• _What to work on_: Translate this sentence from the piece below on the Chertsey constituency into Spanish: "The seat underwent two net reductions and variously included and excluded growing suburban settlements: Egham, Frimley, Weybridge, Walton-on-Thames and Woking."

[Begin Reading text]

- County: Surrey

1885–1974
- Seats: One
- Created from: West Surrey (part) Mid Surrey (small parts)
- Replaced by: Chertsey and Walton North West Surrey
- During its existence contributed to new seat(s) of: Farnham (Majority, 1918); Esher (Majority, 1950; Woking (Part, 1950));

= Chertsey (constituency) =

Parliamentary constituency in the United Kingdom, 1885–1974

Chertsey sometimes seen as Surrey North Western, equally the North Western Division of Surrey was created as one of six county constituencies of Surrey for the House of Commons of the UK Parliament. The seat underwent two net reductions and variously included and excluded growing suburban settlements: Egham, Frimley, Weybridge, Walton-on-Thames and Woking.

[End Reading text]
[Begin Provided material]

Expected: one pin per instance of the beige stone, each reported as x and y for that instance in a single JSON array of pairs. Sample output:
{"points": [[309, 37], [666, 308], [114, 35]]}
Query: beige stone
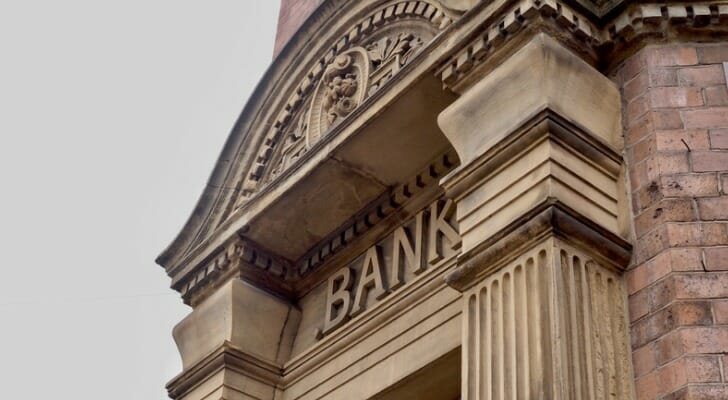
{"points": [[424, 199], [241, 316]]}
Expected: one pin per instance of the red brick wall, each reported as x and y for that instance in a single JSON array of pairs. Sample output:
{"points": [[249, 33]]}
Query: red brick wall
{"points": [[676, 136], [292, 14]]}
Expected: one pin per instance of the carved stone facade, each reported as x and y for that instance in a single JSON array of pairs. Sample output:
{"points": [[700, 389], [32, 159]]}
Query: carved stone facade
{"points": [[463, 199]]}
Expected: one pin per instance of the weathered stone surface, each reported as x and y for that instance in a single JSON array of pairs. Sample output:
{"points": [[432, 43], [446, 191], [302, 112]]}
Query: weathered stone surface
{"points": [[422, 184]]}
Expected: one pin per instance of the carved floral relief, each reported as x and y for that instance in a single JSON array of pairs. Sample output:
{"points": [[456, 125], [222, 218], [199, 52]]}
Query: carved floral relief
{"points": [[346, 82]]}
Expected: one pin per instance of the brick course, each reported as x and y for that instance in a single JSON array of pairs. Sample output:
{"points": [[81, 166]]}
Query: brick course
{"points": [[676, 149], [291, 16]]}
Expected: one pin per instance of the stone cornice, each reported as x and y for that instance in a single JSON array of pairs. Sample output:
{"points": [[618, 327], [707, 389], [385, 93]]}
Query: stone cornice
{"points": [[551, 218], [226, 358], [462, 52], [241, 258], [602, 42]]}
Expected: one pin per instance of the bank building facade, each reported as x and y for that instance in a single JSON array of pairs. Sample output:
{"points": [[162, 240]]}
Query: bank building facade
{"points": [[463, 199]]}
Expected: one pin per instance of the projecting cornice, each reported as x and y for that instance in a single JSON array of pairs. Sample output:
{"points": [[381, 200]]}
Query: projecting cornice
{"points": [[375, 78]]}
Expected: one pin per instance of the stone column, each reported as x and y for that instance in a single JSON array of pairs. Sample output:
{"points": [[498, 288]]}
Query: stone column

[End Provided material]

• _Output_: La circunscripción experimentó dos reducciones netas y, en distintos momentos, incluyó y excluyó asentamientos suburbanos en crecimiento: Egham, Frimley, Weybridge, Walton-on-Thames y Woking.